RECORDS SUPPLIED »
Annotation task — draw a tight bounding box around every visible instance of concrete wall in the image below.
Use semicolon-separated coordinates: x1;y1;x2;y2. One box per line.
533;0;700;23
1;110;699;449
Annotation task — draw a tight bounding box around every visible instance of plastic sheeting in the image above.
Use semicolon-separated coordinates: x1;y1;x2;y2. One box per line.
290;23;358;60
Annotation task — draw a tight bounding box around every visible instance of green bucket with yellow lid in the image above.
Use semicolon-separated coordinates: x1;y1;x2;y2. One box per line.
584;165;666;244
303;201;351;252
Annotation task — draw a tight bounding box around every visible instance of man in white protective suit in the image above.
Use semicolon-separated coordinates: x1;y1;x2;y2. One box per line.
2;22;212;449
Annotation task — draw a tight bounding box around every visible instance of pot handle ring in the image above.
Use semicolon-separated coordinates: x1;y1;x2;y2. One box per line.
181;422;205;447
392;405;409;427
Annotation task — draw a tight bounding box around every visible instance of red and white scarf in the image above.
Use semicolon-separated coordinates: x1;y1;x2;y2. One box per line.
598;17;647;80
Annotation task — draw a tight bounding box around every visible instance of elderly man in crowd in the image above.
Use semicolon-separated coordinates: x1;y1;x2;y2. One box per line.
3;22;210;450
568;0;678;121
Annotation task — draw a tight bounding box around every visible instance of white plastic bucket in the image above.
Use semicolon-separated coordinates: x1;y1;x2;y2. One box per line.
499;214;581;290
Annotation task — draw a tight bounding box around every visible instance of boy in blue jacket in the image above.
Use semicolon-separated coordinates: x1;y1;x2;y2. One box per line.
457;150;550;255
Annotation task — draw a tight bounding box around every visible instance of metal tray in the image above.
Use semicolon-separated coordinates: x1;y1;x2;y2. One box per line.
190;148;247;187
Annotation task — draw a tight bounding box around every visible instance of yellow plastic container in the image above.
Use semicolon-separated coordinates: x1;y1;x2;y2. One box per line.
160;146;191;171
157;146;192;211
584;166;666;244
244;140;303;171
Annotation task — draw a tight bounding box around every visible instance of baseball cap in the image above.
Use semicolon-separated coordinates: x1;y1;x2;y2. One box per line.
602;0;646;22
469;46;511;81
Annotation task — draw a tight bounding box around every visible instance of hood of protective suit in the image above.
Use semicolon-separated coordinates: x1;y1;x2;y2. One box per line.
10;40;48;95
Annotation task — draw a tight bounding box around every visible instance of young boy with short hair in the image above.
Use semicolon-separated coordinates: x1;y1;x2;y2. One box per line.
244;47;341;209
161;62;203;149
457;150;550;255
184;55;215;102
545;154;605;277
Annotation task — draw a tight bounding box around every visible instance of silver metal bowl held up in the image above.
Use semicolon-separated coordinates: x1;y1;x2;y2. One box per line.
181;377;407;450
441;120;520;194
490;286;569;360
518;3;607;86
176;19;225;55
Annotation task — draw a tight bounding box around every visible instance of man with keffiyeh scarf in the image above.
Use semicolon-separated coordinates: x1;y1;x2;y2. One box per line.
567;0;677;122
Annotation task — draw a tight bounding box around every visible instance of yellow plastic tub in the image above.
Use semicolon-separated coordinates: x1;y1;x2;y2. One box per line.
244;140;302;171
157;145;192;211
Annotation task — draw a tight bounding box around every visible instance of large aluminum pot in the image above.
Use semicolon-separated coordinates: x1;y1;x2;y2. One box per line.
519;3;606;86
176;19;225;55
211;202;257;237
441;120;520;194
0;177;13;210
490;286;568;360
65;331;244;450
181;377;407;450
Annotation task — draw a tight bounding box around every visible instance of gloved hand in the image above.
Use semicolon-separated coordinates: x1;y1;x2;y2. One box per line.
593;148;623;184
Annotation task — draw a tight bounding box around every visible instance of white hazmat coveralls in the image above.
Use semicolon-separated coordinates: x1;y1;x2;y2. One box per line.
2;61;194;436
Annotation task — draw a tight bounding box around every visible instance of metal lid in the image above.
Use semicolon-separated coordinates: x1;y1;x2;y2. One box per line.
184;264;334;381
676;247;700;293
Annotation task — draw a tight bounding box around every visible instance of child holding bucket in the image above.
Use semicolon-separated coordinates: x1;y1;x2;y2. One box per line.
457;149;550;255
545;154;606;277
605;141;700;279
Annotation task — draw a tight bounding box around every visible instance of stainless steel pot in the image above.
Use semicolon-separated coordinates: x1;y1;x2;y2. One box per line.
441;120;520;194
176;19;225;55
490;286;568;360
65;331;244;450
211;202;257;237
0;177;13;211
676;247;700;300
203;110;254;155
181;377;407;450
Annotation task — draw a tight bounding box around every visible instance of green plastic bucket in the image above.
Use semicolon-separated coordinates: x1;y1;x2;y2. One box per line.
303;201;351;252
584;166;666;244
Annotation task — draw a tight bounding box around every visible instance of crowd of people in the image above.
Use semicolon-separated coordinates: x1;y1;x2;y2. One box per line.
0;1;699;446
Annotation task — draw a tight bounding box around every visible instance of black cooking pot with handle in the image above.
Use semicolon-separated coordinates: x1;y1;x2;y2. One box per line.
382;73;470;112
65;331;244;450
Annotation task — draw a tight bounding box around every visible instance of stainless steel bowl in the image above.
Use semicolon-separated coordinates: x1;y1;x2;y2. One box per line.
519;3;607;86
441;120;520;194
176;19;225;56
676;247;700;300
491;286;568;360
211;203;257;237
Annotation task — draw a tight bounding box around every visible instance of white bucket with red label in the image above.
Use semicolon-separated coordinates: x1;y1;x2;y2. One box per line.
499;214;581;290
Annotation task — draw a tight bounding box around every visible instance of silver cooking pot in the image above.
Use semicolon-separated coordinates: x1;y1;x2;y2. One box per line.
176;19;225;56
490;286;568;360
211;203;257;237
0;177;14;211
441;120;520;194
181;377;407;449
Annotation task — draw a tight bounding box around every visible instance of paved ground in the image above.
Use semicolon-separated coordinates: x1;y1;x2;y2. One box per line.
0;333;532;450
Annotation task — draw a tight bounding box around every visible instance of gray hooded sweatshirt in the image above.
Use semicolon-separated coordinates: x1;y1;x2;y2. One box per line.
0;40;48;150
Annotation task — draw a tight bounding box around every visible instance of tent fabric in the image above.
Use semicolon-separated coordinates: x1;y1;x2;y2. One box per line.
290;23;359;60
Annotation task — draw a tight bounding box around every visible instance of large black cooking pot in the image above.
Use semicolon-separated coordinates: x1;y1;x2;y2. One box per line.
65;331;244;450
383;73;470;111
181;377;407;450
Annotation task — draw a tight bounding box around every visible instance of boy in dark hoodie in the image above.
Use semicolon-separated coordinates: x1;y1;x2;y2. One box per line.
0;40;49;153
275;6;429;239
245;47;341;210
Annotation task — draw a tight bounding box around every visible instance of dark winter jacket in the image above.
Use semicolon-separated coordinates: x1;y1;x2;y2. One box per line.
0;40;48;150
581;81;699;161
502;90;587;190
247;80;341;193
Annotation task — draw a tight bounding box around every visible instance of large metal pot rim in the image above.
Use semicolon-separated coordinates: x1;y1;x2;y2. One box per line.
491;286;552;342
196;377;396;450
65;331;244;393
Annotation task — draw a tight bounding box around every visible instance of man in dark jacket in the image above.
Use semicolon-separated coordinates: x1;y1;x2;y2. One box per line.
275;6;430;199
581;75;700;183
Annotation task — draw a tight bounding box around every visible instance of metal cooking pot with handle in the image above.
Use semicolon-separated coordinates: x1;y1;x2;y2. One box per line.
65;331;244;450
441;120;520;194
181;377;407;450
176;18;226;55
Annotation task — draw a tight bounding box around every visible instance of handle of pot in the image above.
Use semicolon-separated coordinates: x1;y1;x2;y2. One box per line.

PROBLEM TO SOLVE » Scan the data above and copy each line containing the word "metal".

RESPONSE BOX »
Annotation task — draw a tight bounding box around every visible instance of metal tray in the image above.
Annotation task — draw a tight bounding box around every visible instance of silver metal bowl held up in the image above.
Annotation task — draw a tight bounding box around every visible instance of metal lid in the image above.
Annotation task — draw a tight bounding box around every visible instance of large metal pot rim in the image above.
Annotation task — draw a tight bounding box around every visible instance of metal cooking pot with handle in the image above.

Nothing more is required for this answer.